What to work on: Below is a set of entries; copy all of them exactly.

Records supplied:
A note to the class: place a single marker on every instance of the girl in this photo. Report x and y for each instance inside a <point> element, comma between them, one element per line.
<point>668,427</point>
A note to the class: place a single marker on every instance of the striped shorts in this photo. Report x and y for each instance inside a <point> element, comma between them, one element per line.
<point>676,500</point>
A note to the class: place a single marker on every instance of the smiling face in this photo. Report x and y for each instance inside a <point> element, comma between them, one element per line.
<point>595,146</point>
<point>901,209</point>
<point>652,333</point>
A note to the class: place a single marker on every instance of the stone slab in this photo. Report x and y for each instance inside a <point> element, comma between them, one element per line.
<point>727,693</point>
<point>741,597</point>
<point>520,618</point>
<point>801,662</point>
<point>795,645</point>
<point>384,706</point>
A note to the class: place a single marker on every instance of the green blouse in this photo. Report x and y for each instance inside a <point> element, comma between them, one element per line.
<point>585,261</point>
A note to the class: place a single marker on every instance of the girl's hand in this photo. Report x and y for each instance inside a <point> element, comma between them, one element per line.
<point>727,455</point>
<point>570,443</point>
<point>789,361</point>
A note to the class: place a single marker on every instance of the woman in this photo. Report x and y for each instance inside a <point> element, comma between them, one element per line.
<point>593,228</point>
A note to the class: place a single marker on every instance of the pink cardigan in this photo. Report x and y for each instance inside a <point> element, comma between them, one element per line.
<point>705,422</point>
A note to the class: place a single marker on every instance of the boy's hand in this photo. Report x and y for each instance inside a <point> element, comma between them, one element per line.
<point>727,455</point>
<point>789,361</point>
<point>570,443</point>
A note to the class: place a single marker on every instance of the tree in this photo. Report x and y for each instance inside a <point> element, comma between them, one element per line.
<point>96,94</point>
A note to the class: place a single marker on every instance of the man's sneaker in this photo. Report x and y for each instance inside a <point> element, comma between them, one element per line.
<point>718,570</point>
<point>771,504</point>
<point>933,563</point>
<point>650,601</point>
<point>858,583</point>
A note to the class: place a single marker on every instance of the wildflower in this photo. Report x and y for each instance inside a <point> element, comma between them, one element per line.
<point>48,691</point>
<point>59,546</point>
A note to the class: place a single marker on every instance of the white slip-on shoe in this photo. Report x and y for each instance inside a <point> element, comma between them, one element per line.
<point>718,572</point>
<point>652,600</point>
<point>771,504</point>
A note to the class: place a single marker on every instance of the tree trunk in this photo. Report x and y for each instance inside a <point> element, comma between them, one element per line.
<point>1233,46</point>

Result for this exercise:
A note to the class: place a single marker on every instance of the girl in this photo. Report x and y for each instance inside a <point> element, comma between them, one element per line.
<point>668,427</point>
A note to the class: place a single marker on every instance of the striped shorts in this photo. Report x and y for each instance inside a <point> element, comma between them, one element per line.
<point>676,500</point>
A note to the class: place a single marker on every instance of the smiling face in this photo. Report x and y for each instance inside a <point> element, comma between them, one element per line.
<point>595,146</point>
<point>901,209</point>
<point>652,333</point>
A note to the class: place a single marker on every instance of the stone slab in this photo. Report x and y for each instance inside a <point> element, comma between them, one element per line.
<point>727,693</point>
<point>741,597</point>
<point>520,618</point>
<point>801,662</point>
<point>795,645</point>
<point>384,706</point>
A note to the class: place a single marker on every instance of the green blouse in this photo. Report x and y for each instance inside a <point> element, comma between them, one element per line.
<point>585,261</point>
A note to the class: place a single marker on every instance of the girl's hand in this photo. Report x and y for each instance inside a <point> element, comma between them, one element per line.
<point>727,455</point>
<point>570,443</point>
<point>789,361</point>
A note to the class: place a single marker on every instance of the woman in this photo. Report x and y for each instance inside a <point> element, comma between them, one element per line.
<point>593,228</point>
A note to the class: place a single marker on every instance of the pink cardigan in this photo. Report x and y for each instance inside a <point> element, comma between them, one element per line.
<point>705,422</point>
A note to the class: place a single marker on every instance of the boy's hand in this photo. Report x and y for each instance inside a <point> element, comma between them, one element per line.
<point>727,455</point>
<point>789,361</point>
<point>570,443</point>
A note to the class: place a single marker on every instance of the tree in this photo. Report x and y for each instance inside a <point> element, comma between them, one element per line.
<point>96,94</point>
A note to the class: place a single marker on every instance of the man's sneaker in this photo. Report x and y for each instance inside a <point> element, comma between them, one element per line.
<point>718,570</point>
<point>771,504</point>
<point>933,563</point>
<point>650,601</point>
<point>858,583</point>
A note to the class: place a single marker on every instance of the wildflower in this photo. Report x and y for each instance inside a <point> element, comma between them, one element per line.
<point>48,691</point>
<point>59,546</point>
A note to the class: place a single marker on every instance of the white slip-on shoe in this photo. Report x and y for each instance inside a <point> element, comma between them, one element per line.
<point>718,572</point>
<point>652,600</point>
<point>771,504</point>
A note to the class: place a single marker on every instance of the tree trunk in this photo. Report x and y for each instance inside a <point> element, comma between them, one element per line.
<point>1233,46</point>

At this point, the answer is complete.